Reproduce the records below, swapping each occurrence of "agricultural scouting" for "crop inspection" and leaving everything else unchanged.

▬▬▬▬▬▬

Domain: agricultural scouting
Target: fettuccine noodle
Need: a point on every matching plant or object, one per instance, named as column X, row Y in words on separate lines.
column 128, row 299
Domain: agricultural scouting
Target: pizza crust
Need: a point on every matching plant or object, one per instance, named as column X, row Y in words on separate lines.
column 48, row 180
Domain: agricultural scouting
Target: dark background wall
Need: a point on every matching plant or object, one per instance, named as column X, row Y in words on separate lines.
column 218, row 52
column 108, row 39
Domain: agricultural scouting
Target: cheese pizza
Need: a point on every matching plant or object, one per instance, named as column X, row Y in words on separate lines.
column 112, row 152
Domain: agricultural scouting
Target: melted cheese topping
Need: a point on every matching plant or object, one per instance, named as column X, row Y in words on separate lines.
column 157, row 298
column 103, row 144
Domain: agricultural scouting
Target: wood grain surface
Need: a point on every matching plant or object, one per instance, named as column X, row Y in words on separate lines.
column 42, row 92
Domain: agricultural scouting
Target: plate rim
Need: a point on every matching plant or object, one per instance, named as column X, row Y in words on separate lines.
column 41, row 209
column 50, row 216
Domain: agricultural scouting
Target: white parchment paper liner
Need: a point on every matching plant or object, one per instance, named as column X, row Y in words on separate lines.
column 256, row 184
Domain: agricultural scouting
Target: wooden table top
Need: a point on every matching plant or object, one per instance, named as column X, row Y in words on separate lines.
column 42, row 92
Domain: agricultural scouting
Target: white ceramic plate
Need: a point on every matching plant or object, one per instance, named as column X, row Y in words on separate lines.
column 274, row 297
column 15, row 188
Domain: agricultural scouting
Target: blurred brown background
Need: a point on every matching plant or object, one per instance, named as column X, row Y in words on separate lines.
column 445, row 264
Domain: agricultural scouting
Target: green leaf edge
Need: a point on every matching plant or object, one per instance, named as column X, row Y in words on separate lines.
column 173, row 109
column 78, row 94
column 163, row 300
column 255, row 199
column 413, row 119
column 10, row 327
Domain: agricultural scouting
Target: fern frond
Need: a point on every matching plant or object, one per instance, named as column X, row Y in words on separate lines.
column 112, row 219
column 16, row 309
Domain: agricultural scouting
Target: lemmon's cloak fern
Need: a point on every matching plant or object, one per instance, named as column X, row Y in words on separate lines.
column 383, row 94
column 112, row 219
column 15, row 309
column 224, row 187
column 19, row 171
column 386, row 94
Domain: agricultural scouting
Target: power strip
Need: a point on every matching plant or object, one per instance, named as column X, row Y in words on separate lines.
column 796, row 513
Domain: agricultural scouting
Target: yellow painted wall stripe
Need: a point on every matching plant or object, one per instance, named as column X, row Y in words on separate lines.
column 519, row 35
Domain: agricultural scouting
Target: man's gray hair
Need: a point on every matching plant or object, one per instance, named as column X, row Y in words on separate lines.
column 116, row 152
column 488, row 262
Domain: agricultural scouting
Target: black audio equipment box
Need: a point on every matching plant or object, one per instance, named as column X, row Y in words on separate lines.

▬▬▬▬▬▬

[EXERCISE OUTPUT]:
Domain: crop inspection
Target: fettuccine noodle
Need: a point on every matching plant or object, one per instance, named as column X, row Y in words on separate lines.
column 128, row 299
Domain: crop inspection
Target: pizza crust
Need: a point on every matching plant or object, one per instance, named as column X, row Y in words on separate lines.
column 48, row 180
Domain: crop inspection
Target: dark background wall
Need: a point on every matching plant or object, one per instance, named as column X, row Y in words on separate lines.
column 218, row 52
column 108, row 39
Domain: crop inspection
Target: cheese pizza
Need: a point on every matching plant or object, one per instance, named as column X, row Y in words on separate lines.
column 112, row 152
Domain: crop inspection
Target: melted cheese topping
Need: a point on every matching plant or object, one per instance, named as column X, row Y in words on separate lines.
column 157, row 298
column 103, row 144
Domain: crop inspection
Target: wood grain surface
Need: a point on every matching plant or object, one per instance, named as column X, row Y in words on separate lines.
column 42, row 92
Domain: crop inspection
Target: plate rim
Need: a point on every matching plant or object, one per instance, named as column X, row Y in words on separate lines.
column 41, row 209
column 50, row 216
Domain: crop inspection
Target: white parchment paper liner
Need: a point on every matching plant or object, one per instance, named as column X, row Y in words on separate lines.
column 256, row 184
Domain: crop inspection
Target: wooden table top
Need: a point on every matching plant or object, one per instance, named as column X, row Y in words on separate lines.
column 42, row 92
Domain: crop inspection
Target: white ceramic plate
Need: a point on every matching plant or object, one per instance, named as column X, row Y in words on separate lines.
column 274, row 297
column 15, row 188
Domain: crop inspection
Target: blurred brown background
Need: a point on every matching plant or object, one per instance, named as column X, row Y in words on separate lines.
column 445, row 264
Domain: crop inspection
Target: green leaf edge
Need: a point on every matching plant or object, one per instance, named as column X, row Y in words on separate lines.
column 173, row 109
column 78, row 94
column 163, row 300
column 255, row 199
column 413, row 119
column 10, row 327
Domain: crop inspection
Target: fern frond
Need: a point on every matching plant or object, one per instance, named as column X, row Y in words on separate lines.
column 112, row 219
column 16, row 309
Domain: crop inspection
Target: lemmon's cloak fern
Need: a point on every matching plant or object, one per instance, named as column X, row Y in words on separate lines.
column 383, row 94
column 112, row 219
column 15, row 309
column 224, row 187
column 19, row 171
column 386, row 94
Domain: crop inspection
Target: power strip
Need: a point on every matching plant or object, one per instance, named as column X, row Y in words on separate lines.
column 796, row 513
Domain: crop inspection
Target: yellow painted wall stripe
Need: a point on every matching plant or object, one per instance, named as column X, row Y in words on separate lines.
column 519, row 35
Domain: crop inspection
Target: man's gray hair
Need: a point on every matching plant or object, one per instance, named as column X, row Y in words on separate lines.
column 116, row 152
column 488, row 262
Domain: crop inspection
Target: black audio equipment box
Need: a point on every matching plant or object, one per instance, named as column X, row Y in words on separate lines.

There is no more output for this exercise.